§ **Objective**
Copy word for word the lines of data below that run from the line with "of the pink" to the line with "[[186, 422]]", including both of those lines and nothing else.

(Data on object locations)
------
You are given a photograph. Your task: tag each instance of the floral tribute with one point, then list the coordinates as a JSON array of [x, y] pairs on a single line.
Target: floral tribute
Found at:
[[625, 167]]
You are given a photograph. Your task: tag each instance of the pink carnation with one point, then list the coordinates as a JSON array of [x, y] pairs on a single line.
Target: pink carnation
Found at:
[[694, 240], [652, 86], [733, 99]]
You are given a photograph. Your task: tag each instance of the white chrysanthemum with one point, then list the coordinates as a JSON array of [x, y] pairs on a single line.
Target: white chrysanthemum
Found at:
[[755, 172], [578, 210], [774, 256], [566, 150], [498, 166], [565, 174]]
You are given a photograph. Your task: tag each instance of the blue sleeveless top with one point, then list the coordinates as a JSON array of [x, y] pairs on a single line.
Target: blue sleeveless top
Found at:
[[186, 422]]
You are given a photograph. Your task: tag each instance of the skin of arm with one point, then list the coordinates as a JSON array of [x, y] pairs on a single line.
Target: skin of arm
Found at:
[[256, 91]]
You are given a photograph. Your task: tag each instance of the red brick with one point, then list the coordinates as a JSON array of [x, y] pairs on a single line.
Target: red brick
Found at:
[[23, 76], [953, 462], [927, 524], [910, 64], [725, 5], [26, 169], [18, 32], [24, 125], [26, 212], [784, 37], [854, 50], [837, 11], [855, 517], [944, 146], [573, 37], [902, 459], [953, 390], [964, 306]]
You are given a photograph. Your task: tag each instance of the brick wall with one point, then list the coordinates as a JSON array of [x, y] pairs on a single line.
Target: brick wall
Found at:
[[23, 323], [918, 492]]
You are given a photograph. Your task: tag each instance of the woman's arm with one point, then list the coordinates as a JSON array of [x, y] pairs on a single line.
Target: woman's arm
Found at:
------
§ **The response**
You are given a photograph. Your task: tag each instance of the pink carnation with one point, then list the coordinates as a JSON array of [x, y] pairs on a single line.
Target: pink carnation
Found at:
[[694, 240], [652, 86], [733, 99]]
You are given a photograph. Your task: tag each instance of the white chrysanthemum with one point, then list the coordinates as a JSON array of [x, y] pairs on a single line.
Target: white chrysanthemum
Found at:
[[755, 172], [578, 210], [774, 256], [566, 150], [498, 166], [565, 174]]
You are given a photograph. Your task: tag each instance of the blue sleeveless top with one point, then list the coordinates as a JSON array of [x, y] pairs on a single line.
Target: blue sleeveless top
Found at:
[[186, 422]]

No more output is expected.